What to produce: Exactly the lines from the one containing "Where can the boat cabin" to the final line below should be output, and no others.

Records shown:
□ □ □ □ □ □ □

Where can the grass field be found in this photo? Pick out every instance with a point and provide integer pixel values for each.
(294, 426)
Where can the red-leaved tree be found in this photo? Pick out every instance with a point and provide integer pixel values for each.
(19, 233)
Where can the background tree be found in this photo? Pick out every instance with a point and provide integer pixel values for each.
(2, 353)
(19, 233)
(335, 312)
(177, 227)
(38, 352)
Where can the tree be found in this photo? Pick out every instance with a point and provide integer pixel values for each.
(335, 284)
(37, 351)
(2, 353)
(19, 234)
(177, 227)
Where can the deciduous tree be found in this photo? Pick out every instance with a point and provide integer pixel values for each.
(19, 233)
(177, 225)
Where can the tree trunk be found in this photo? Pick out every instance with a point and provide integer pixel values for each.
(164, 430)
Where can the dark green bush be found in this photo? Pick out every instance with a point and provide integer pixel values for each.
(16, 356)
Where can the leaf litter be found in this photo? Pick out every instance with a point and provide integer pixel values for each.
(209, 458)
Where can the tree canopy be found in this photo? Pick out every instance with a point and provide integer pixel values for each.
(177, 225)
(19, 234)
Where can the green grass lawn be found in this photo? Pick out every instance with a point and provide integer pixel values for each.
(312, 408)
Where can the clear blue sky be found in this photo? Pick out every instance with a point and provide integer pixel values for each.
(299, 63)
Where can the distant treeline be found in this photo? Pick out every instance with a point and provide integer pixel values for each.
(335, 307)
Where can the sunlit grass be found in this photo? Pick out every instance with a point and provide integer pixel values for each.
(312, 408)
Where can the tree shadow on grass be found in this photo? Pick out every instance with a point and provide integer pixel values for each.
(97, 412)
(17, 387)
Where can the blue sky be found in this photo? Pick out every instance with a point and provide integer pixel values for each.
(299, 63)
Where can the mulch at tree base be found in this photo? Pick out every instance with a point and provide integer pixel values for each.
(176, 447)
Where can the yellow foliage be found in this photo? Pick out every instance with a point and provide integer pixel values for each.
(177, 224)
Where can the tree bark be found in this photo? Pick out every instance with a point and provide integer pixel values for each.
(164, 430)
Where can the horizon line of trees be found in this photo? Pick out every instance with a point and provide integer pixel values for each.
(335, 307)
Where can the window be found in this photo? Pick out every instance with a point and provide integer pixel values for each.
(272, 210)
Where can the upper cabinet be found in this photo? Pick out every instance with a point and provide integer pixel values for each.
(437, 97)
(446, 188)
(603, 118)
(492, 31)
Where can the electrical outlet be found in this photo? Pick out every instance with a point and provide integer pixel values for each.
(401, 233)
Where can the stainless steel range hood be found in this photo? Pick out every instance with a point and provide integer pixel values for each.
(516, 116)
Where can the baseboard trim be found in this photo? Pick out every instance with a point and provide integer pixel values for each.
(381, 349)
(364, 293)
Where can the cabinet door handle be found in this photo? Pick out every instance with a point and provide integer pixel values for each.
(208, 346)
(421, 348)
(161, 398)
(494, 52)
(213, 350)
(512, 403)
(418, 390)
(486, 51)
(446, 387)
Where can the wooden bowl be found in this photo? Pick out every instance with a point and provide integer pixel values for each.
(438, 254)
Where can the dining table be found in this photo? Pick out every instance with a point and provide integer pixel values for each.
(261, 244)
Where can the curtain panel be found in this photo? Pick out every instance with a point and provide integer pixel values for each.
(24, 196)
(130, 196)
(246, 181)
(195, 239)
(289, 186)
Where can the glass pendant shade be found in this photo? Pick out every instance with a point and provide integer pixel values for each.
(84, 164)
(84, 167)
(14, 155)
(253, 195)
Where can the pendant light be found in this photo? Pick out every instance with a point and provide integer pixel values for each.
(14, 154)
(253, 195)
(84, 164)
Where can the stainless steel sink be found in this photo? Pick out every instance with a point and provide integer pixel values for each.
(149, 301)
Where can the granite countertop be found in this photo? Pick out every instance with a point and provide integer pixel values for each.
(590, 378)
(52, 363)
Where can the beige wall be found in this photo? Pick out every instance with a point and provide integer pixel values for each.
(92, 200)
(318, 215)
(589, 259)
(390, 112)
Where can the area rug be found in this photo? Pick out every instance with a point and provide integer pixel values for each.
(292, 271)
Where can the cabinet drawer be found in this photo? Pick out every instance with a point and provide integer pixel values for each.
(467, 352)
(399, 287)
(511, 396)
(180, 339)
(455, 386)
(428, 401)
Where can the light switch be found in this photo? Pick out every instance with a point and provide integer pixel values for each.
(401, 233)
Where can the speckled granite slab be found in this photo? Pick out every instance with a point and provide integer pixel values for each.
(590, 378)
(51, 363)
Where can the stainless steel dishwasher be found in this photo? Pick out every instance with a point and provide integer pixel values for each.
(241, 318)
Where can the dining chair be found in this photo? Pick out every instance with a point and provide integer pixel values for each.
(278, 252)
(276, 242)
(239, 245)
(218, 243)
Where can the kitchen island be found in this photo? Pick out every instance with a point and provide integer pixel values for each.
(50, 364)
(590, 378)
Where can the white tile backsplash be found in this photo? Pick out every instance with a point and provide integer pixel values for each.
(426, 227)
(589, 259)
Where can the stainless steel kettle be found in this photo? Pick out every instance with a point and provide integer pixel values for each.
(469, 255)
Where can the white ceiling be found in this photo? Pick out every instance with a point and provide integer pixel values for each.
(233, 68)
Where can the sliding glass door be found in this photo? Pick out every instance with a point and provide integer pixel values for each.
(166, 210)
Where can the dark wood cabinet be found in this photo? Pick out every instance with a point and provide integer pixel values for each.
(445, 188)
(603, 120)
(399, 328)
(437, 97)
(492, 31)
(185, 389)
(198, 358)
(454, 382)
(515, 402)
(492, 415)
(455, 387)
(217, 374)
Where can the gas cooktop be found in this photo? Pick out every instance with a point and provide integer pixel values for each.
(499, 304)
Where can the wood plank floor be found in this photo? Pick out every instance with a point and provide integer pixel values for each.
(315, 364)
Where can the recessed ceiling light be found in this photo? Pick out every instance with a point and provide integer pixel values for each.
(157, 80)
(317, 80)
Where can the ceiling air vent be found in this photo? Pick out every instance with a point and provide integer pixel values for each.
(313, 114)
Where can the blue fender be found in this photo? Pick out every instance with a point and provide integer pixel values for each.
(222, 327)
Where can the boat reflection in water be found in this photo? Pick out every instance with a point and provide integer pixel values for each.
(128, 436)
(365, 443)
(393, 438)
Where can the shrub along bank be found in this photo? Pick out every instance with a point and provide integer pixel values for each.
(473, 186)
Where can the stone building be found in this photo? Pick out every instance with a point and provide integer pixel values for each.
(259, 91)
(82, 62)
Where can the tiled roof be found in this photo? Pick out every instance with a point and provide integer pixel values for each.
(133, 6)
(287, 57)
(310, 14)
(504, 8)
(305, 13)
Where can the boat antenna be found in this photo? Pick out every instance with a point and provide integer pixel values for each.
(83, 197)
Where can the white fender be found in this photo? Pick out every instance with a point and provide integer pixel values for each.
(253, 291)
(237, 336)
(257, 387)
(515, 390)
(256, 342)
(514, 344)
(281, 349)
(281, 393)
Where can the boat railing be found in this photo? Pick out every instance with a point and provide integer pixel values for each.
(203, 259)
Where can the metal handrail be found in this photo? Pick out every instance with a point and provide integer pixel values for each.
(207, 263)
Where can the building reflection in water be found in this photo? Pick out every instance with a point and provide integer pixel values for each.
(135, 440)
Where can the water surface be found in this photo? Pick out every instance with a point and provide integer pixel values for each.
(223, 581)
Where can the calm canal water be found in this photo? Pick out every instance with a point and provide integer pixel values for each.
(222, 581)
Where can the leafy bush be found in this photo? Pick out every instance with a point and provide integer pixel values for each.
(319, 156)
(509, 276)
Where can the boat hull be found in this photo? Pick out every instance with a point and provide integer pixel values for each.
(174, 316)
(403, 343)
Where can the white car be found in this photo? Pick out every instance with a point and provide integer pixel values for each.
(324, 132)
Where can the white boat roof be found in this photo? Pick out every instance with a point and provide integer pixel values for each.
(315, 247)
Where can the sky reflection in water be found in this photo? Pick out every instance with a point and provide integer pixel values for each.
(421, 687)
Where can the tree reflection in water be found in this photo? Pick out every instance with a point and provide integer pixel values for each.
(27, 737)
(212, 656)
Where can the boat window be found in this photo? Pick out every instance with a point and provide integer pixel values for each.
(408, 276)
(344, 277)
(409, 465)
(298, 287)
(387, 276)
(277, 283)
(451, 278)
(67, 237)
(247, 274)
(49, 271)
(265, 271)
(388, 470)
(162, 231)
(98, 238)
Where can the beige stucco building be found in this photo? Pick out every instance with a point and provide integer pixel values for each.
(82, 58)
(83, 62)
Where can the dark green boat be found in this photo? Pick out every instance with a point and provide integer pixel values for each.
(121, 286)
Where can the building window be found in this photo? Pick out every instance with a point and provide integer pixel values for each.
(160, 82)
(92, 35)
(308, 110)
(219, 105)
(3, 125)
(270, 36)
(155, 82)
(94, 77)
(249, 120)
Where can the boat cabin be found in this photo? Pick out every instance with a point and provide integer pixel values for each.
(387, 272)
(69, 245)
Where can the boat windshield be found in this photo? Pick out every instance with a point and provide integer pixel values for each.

□ □ □ □ □ □ □

Result of this task:
Where can the boat cabin be found in this photo? Pick out every instance with a point and provide integer pixel values for each.
(387, 272)
(69, 245)
Where can the boat windshield be found in this photo? Pick out every instance with a point and provide integer pixel values for each.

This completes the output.